* Supplied text *
Question: If A is nonsingular matrix such that $(A-2I)(A-4I)=0$ then $A+8A^{-1}=$...

Question

If A is nonsingular matrix such that $(A-2I)(A-4I)=0$ then $A+8A^{-1}=$

Answer 1

Solution

The given equation is $(A-2I)(A-4I)=0$ .
First, expand the product:
$A \cdot A - A \cdot 4I - 2I \cdot A + 2I \cdot 4I = 0$
$A^2 - 4A - 2A + 8I = 0$
$A^2 - 6A + 8I = 0$

We are given that A is a nonsingular matrix, which means its inverse $A^{-1}$ exists.
Multiply the entire equation by $A^{-1}$ from the right (or left):
$(A^2 - 6A + 8I)A^{-1} = 0 \cdot A^{-1}$
$A^2 A^{-1} - 6A A^{-1} + 8I A^{-1} = 0$

Using the properties of matrix multiplication ( $A^2 A^{-1} = A$ , $A A^{-1} = I$ , and $I A^{-1} = A^{-1}$ ):
$A - 6I + 8A^{-1} = 0$

Now, we need to find the value of $A+8A^{-1}$ .
Rearrange the equation obtained:
$A + 8A^{-1} = 6I$

Thus, $A+8A^{-1} = 6I$ .

* Provided material *
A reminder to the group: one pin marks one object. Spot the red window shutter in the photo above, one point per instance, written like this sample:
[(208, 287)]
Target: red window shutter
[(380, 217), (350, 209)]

* Goals *
A - In the matrix solution, what equation does the expanded product reduce to before both sides are multiplied by the inverse of A?
B - Transcribe the stretch of the matrix solution from "Question: If A" through "is $(A-2I)(A-4I)=0$ .".

* List of solutions *
A - $A^2 - 6A + 8I = 0$

B -
Question: If A is nonsingular matrix such that $(A-2I)(A-4I)=0$ then $A+8A^{-1}=$...

Question

If A is nonsingular matrix such that $(A-2I)(A-4I)=0$ then $A+8A^{-1}=$

Answer 1

Solution

The given equation is $(A-2I)(A-4I)=0$ .